#### DIRECTION:
Give back the full material, exactly as it reads.

#### DATA FOR THIS EXERCISE:
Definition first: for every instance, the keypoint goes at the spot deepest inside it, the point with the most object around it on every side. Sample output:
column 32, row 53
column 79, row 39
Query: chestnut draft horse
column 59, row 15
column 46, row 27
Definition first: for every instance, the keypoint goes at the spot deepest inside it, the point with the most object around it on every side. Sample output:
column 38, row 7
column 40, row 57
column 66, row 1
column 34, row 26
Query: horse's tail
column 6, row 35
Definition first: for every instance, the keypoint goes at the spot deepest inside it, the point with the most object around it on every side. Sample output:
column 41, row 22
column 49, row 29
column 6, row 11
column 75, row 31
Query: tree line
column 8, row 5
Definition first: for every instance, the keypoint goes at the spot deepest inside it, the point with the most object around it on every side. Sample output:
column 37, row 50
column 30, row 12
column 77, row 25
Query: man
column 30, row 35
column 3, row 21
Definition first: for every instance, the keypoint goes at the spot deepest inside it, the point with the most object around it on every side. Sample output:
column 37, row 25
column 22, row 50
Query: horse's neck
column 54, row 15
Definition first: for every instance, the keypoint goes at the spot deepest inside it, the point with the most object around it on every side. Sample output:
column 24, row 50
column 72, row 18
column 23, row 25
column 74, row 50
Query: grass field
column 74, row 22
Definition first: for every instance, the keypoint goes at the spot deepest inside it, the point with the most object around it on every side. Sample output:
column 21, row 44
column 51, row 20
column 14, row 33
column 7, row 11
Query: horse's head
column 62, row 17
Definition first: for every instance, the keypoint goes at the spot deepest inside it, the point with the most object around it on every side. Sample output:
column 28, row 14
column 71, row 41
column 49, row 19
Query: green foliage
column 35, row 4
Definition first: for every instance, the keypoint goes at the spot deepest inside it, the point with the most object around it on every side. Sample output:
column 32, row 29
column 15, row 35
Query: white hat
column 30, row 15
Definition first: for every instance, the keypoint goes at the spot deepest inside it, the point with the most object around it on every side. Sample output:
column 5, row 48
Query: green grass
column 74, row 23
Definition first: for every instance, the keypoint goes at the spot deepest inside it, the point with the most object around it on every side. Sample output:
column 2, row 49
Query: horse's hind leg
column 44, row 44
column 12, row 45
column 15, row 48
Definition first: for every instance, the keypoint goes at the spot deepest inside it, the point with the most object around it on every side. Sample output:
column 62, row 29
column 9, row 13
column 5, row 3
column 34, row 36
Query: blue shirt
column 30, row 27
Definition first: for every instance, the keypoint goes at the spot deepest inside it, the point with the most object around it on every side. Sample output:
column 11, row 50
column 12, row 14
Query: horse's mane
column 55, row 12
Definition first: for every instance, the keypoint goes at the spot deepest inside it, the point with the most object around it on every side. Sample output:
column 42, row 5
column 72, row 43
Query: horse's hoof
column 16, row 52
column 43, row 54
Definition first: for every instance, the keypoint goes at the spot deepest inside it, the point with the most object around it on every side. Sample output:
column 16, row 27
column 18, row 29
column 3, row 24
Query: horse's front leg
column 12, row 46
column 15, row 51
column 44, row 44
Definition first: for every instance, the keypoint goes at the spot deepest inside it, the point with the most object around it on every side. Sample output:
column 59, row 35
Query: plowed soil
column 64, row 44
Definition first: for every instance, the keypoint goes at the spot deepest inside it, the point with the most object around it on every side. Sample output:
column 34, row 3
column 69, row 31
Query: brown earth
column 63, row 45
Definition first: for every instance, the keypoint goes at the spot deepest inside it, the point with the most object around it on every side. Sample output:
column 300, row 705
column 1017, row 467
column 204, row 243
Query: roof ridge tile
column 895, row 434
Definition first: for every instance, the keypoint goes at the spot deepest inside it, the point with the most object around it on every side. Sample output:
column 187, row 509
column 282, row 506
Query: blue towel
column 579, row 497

#### THE REPLY:
Definition first: for every instance, the keypoint goes at the spot deepest inside it, the point with the most object around it on every side. Sample output:
column 32, row 53
column 79, row 39
Query: chestnut draft horse
column 59, row 15
column 46, row 27
Definition first: for every instance, the keypoint goes at the spot deepest inside it, the point with the most object around it on every side. Sample output:
column 38, row 7
column 40, row 57
column 66, row 1
column 34, row 26
Query: horse's tail
column 6, row 35
Definition first: for every instance, the keypoint goes at the spot deepest inside it, the point with the most object around it on every side. Sample output:
column 41, row 22
column 49, row 29
column 6, row 11
column 75, row 31
Query: tree line
column 8, row 5
Definition first: for every instance, the keypoint goes at the spot deepest inside it, the point with the most object around it on every side. Sample output:
column 37, row 50
column 30, row 12
column 77, row 25
Query: man
column 30, row 35
column 3, row 21
Definition first: for every instance, the keypoint goes at the spot deepest inside it, the point with the most object around it on every side. Sample output:
column 37, row 25
column 22, row 50
Query: horse's neck
column 54, row 15
Definition first: for every instance, the keypoint goes at the spot deepest inside it, the point with the most object around it on every side. Sample output:
column 24, row 50
column 72, row 18
column 23, row 25
column 74, row 50
Query: grass field
column 74, row 22
Definition first: for every instance, the keypoint goes at the spot deepest inside it, the point with the most object around it on every side. Sample output:
column 21, row 44
column 51, row 20
column 14, row 33
column 7, row 11
Query: horse's head
column 62, row 17
Definition first: for every instance, the keypoint goes at the spot deepest inside it, the point with the most object around it on every side. Sample output:
column 28, row 14
column 71, row 41
column 49, row 19
Query: green foliage
column 35, row 4
Definition first: for every instance, the keypoint goes at the spot deepest inside it, the point with the most object around it on every side. Sample output:
column 32, row 29
column 15, row 35
Query: white hat
column 30, row 15
Definition first: for every instance, the keypoint goes at the spot deepest inside it, the point with the most object around it on every side. Sample output:
column 5, row 48
Query: green grass
column 74, row 23
Definition first: for every instance, the keypoint goes at the spot deepest inside it, the point with the most object around it on every side. Sample output:
column 2, row 49
Query: horse's hind leg
column 44, row 44
column 12, row 45
column 15, row 48
Definition first: for every instance, the keypoint goes at the spot deepest inside it, the point with the most object around it on every side. Sample output:
column 62, row 29
column 9, row 13
column 5, row 3
column 34, row 36
Query: blue shirt
column 30, row 27
Definition first: for every instance, the keypoint goes at the spot deepest inside it, the point with the most object around it on every side. Sample output:
column 11, row 50
column 12, row 14
Query: horse's mane
column 55, row 12
Definition first: for every instance, the keypoint goes at the spot deepest inside it, the point with the most object around it on every side. Sample output:
column 42, row 5
column 72, row 43
Query: horse's hoof
column 16, row 52
column 43, row 54
Definition first: for every instance, the keypoint goes at the spot deepest inside it, the point with the most object around it on every side. Sample output:
column 16, row 27
column 18, row 29
column 3, row 24
Query: horse's front leg
column 12, row 46
column 15, row 51
column 44, row 44
Definition first: for every instance, the keypoint goes at the spot deepest inside it, the point with the most object around it on every side. Sample output:
column 59, row 35
Query: plowed soil
column 64, row 44
Definition first: for every instance, the keypoint goes at the spot deepest inside it, the point with the most object around it on every side. Sample output:
column 34, row 3
column 69, row 31
Query: brown earth
column 63, row 45
Definition first: for every instance, the keypoint goes at the spot deepest inside it, the point with the most object around it on every side. Sample output:
column 300, row 705
column 1017, row 467
column 204, row 243
Query: roof ridge tile
column 895, row 434
Definition first: for every instance, the keypoint goes at the spot deepest inside it, the point with the most object around it on every side. Sample output:
column 187, row 509
column 282, row 506
Query: blue towel
column 579, row 497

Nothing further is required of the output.